Assignment :: Lines with "sneaker": report how many there are in the listing below, giving the number and nothing else.

>>>>>

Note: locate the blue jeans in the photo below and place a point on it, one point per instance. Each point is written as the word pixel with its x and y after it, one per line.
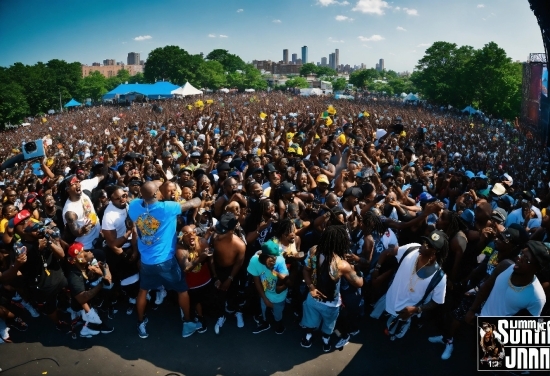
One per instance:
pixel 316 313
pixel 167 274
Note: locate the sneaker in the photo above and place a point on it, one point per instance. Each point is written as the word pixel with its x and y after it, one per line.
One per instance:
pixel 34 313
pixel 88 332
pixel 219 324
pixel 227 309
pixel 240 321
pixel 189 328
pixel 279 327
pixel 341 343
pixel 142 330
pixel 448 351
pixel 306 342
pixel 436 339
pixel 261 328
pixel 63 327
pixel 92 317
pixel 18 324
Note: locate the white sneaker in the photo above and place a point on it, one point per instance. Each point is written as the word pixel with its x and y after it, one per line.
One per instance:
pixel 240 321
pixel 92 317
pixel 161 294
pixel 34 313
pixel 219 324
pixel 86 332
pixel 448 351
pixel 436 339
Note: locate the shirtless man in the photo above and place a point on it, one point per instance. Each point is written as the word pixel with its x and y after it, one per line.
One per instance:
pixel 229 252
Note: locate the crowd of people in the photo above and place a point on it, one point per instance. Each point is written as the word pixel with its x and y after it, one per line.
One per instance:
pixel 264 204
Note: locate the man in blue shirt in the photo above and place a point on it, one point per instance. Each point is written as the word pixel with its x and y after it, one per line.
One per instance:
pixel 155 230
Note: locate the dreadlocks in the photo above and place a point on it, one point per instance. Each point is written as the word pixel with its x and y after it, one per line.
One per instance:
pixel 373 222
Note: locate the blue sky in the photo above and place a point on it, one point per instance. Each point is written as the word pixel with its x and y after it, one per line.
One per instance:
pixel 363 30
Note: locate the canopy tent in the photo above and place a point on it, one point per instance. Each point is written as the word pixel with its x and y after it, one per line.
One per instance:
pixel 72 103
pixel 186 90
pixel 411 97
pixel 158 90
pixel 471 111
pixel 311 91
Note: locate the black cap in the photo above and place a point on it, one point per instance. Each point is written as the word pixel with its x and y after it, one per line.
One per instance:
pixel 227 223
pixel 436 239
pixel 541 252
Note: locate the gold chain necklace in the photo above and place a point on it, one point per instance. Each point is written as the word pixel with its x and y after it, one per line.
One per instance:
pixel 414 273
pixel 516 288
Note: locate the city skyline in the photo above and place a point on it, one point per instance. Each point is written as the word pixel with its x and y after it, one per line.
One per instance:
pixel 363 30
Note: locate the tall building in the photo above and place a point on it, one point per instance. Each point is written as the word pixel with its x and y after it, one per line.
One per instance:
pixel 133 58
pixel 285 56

<<<<<
>>>>>

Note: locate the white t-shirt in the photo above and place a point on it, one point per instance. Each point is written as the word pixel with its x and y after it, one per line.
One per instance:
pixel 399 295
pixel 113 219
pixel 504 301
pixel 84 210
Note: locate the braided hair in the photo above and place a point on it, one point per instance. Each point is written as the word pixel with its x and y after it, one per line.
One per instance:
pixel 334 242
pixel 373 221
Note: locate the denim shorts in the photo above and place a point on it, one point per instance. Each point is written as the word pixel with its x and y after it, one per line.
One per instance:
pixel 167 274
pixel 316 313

<<<<<

Response to the task :: 2